BEGIN Task input

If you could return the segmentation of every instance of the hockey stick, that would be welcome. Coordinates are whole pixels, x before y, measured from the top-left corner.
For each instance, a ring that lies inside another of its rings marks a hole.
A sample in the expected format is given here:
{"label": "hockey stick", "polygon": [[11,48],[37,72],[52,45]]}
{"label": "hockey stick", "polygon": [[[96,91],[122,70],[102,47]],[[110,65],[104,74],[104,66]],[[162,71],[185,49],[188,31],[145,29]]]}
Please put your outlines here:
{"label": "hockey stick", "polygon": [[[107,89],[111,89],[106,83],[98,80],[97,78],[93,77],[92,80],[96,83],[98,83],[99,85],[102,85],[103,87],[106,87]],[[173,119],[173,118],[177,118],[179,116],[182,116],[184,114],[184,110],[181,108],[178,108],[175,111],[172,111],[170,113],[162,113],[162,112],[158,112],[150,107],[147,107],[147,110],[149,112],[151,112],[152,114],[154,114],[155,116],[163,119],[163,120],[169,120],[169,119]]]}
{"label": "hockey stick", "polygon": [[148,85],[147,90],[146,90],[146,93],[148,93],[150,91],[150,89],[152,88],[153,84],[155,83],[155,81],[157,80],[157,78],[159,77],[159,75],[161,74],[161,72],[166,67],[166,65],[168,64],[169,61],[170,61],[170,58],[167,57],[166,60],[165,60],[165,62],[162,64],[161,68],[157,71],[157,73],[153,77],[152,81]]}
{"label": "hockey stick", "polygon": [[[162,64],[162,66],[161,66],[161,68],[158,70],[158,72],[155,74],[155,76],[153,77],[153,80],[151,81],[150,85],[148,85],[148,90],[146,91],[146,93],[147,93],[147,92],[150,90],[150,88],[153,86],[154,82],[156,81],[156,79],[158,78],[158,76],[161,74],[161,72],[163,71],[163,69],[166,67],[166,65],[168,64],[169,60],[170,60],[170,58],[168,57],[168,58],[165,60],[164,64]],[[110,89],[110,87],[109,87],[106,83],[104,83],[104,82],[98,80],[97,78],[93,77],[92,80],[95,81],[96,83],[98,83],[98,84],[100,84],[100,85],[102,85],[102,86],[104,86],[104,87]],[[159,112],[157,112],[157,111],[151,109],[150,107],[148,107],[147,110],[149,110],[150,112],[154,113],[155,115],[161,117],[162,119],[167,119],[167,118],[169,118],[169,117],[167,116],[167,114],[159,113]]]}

END Task input

What is needed: Reproduce every line of the items above verbatim, changing nothing.

In response:
If you could return the segmentation of every instance of the hockey stick, that would be welcome. Coordinates are whole pixels, x before y, measured from the top-left corner.
For each instance, a ring that lies inside another of its rings marks a hole.
A sample in the expected format is given here:
{"label": "hockey stick", "polygon": [[11,48],[37,72],[52,45]]}
{"label": "hockey stick", "polygon": [[[96,91],[122,70],[102,47]],[[110,65],[104,74],[104,66]],[[162,71],[185,49],[188,31],[145,29]]]}
Please put your outlines here:
{"label": "hockey stick", "polygon": [[[107,89],[111,89],[106,83],[98,80],[97,78],[93,77],[92,80],[96,83],[98,83],[99,85],[102,85],[103,87],[106,87]],[[173,119],[173,118],[177,118],[179,116],[182,116],[184,114],[184,110],[181,108],[178,108],[175,111],[172,111],[170,113],[162,113],[162,112],[158,112],[150,107],[147,107],[147,110],[149,112],[151,112],[152,114],[154,114],[155,116],[163,119],[163,120],[169,120],[169,119]]]}
{"label": "hockey stick", "polygon": [[148,85],[147,90],[146,90],[146,93],[148,93],[150,91],[150,89],[152,88],[153,84],[155,83],[155,81],[157,80],[157,78],[159,77],[159,75],[161,74],[161,72],[166,67],[166,65],[168,64],[169,61],[170,61],[170,58],[167,57],[166,60],[165,60],[165,62],[162,64],[161,68],[157,71],[157,73],[153,77],[152,81]]}
{"label": "hockey stick", "polygon": [[[162,64],[162,66],[161,66],[161,68],[158,70],[158,72],[155,74],[155,76],[153,77],[153,80],[151,81],[150,85],[148,85],[148,90],[146,91],[146,93],[147,93],[147,92],[150,90],[150,88],[153,86],[154,82],[156,81],[156,79],[158,78],[158,76],[161,74],[161,72],[163,71],[163,69],[166,67],[166,65],[168,64],[169,60],[170,60],[170,58],[168,57],[168,58],[165,60],[164,64]],[[110,89],[110,87],[109,87],[106,83],[104,83],[104,82],[98,80],[97,78],[93,77],[92,80],[95,81],[96,83],[98,83],[98,84],[100,84],[100,85],[102,85],[102,86],[104,86],[104,87]],[[159,112],[157,112],[157,111],[151,109],[150,107],[148,107],[147,110],[149,110],[150,112],[154,113],[155,115],[161,117],[162,119],[167,119],[167,118],[169,118],[169,117],[167,116],[167,114],[159,113]]]}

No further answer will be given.